**Work to do**
Count how many lines in the data below contain the word "white", treating uppercase and lowercase as different, and reply with only that number.

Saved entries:
>>>

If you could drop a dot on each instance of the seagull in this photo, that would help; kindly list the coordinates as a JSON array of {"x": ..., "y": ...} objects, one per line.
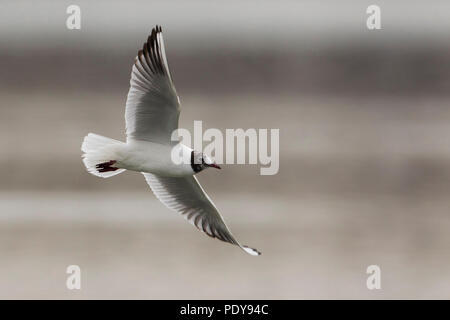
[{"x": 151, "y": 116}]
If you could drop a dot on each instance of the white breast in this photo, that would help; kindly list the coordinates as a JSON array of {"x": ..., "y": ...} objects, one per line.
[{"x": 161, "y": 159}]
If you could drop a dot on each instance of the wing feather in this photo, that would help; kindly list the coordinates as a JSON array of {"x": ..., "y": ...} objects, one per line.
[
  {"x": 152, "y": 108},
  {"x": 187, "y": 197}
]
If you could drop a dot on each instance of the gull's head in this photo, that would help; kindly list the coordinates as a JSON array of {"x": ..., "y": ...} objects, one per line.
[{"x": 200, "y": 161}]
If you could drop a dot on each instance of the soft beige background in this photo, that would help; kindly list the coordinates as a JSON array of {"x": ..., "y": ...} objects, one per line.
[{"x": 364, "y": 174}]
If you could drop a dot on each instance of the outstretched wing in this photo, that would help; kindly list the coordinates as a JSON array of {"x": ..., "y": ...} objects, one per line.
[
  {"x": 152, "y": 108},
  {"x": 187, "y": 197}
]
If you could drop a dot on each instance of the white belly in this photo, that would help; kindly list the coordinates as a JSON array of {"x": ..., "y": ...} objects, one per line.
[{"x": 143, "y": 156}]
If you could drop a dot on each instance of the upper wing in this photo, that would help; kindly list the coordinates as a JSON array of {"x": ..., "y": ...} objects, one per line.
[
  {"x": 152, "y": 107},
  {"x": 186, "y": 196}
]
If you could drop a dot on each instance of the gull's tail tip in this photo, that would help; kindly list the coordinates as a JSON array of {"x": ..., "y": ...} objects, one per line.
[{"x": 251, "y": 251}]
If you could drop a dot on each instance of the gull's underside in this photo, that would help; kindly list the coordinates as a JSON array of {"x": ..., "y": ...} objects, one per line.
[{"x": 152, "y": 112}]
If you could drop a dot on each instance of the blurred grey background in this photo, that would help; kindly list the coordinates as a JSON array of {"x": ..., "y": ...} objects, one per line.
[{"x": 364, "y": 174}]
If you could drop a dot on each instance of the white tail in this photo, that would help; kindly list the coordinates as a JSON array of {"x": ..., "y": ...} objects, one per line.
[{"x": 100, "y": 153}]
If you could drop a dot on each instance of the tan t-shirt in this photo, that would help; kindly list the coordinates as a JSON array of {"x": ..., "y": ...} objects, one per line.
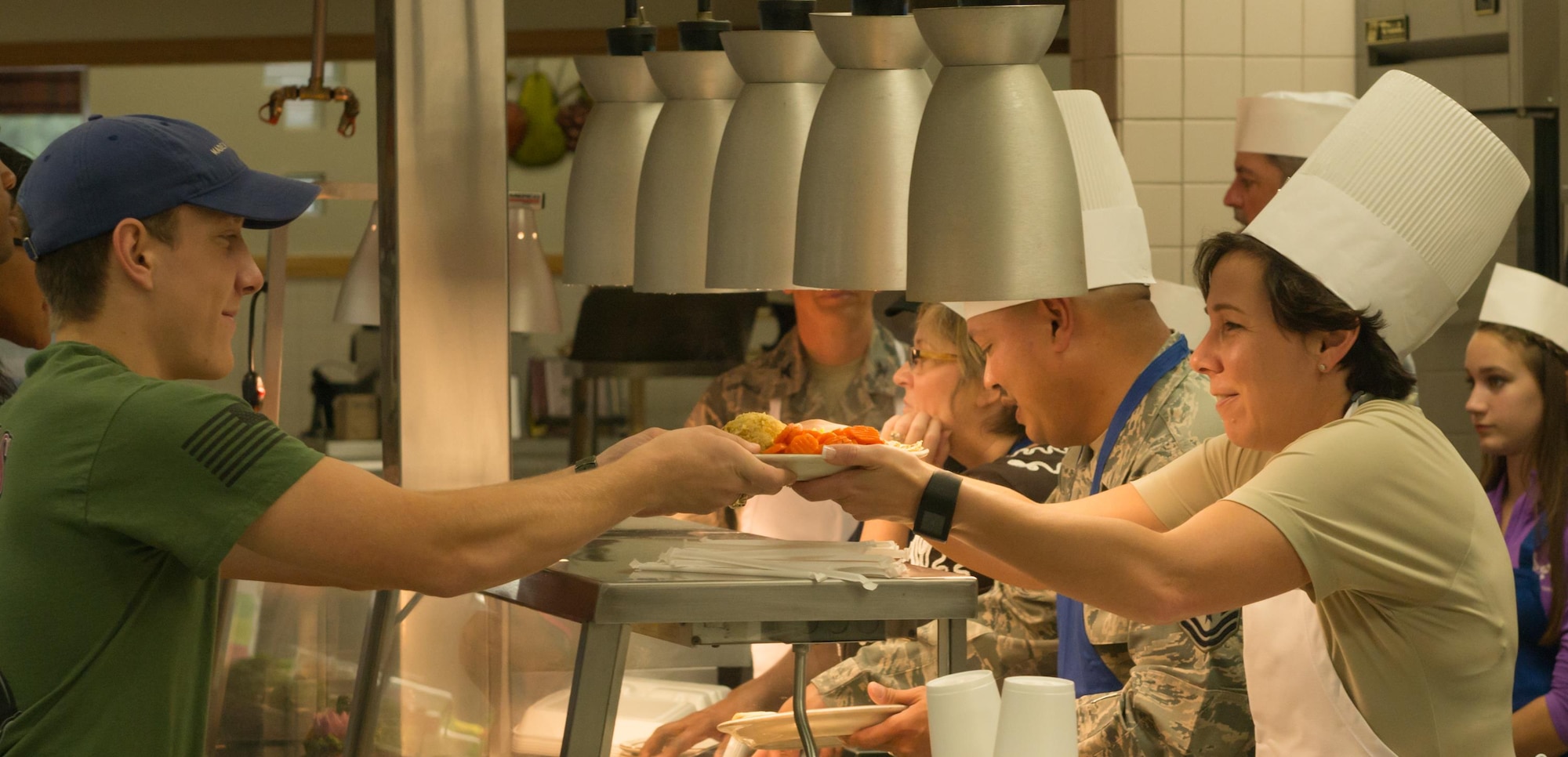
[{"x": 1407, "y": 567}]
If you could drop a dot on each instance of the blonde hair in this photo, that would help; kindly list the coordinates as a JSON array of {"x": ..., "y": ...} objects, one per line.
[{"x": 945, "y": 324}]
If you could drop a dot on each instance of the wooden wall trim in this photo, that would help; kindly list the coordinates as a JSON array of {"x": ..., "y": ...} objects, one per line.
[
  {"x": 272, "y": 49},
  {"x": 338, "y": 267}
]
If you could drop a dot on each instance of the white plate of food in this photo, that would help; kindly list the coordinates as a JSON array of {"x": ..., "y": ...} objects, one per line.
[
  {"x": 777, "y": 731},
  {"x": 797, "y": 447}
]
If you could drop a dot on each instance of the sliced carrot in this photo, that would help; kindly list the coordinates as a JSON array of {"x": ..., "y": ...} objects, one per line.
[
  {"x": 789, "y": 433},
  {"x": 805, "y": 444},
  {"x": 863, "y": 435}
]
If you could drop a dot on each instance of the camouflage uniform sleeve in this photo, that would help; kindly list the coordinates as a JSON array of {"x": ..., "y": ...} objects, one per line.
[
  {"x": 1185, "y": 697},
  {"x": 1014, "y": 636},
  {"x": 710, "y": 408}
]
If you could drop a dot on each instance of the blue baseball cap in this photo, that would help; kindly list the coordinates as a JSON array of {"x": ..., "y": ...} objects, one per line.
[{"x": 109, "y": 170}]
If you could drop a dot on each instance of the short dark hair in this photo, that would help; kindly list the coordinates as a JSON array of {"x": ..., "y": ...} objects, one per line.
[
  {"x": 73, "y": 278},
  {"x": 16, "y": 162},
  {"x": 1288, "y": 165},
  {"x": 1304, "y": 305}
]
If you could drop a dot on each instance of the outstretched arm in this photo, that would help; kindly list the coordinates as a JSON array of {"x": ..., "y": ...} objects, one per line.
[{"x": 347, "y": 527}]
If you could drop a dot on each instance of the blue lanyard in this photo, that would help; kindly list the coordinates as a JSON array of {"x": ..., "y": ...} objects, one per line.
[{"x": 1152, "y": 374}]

<<<
>>>

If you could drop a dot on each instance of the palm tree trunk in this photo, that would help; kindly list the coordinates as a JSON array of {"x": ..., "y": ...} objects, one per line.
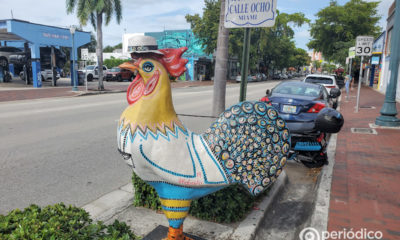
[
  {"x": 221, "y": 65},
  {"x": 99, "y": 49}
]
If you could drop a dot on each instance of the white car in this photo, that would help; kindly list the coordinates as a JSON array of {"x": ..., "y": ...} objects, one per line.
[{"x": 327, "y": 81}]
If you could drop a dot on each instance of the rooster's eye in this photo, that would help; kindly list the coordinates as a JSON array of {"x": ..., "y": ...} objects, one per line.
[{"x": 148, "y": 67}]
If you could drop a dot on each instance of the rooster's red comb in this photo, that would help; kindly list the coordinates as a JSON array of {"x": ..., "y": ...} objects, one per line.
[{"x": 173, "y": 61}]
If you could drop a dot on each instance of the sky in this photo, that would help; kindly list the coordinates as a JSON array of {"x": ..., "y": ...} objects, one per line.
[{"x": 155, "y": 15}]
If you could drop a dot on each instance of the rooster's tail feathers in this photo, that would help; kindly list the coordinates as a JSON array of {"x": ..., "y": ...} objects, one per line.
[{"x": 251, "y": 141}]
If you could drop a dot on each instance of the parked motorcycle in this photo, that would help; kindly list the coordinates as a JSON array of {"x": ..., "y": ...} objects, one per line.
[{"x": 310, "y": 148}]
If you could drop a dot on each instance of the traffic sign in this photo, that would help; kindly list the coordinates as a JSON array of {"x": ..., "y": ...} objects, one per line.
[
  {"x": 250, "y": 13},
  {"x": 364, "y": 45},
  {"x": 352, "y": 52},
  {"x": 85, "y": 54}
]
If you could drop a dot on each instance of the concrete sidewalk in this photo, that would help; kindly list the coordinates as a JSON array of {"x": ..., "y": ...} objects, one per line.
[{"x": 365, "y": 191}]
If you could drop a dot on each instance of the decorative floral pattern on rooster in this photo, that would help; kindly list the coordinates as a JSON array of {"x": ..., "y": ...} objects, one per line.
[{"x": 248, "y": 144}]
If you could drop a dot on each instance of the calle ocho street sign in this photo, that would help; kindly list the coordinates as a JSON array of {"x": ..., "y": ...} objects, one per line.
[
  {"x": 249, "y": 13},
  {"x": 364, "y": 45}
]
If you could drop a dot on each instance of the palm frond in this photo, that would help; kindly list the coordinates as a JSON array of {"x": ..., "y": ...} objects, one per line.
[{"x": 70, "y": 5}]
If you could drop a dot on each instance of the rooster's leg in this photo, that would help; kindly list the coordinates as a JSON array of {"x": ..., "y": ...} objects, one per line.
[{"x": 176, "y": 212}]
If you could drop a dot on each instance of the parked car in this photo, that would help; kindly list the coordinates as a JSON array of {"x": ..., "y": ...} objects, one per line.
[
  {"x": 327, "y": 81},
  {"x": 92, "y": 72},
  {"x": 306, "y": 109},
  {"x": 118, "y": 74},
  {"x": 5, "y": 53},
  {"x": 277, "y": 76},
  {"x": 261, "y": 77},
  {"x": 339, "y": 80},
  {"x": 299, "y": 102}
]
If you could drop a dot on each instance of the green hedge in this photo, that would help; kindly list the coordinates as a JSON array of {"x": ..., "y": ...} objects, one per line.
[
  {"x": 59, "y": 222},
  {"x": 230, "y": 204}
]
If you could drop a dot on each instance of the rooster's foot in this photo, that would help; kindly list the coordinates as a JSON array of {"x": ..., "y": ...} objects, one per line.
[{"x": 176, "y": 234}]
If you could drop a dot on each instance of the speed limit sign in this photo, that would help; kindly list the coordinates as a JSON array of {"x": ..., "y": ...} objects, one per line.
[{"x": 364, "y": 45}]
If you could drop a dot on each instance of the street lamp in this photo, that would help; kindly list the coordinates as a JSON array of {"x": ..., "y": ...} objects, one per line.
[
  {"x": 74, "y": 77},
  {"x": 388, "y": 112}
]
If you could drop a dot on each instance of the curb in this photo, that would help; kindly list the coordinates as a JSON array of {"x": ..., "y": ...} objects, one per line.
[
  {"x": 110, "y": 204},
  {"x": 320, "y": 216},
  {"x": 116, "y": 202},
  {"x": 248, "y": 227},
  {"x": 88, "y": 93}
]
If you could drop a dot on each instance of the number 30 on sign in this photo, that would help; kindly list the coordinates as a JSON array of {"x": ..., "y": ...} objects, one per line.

<<<

**Result of this task**
5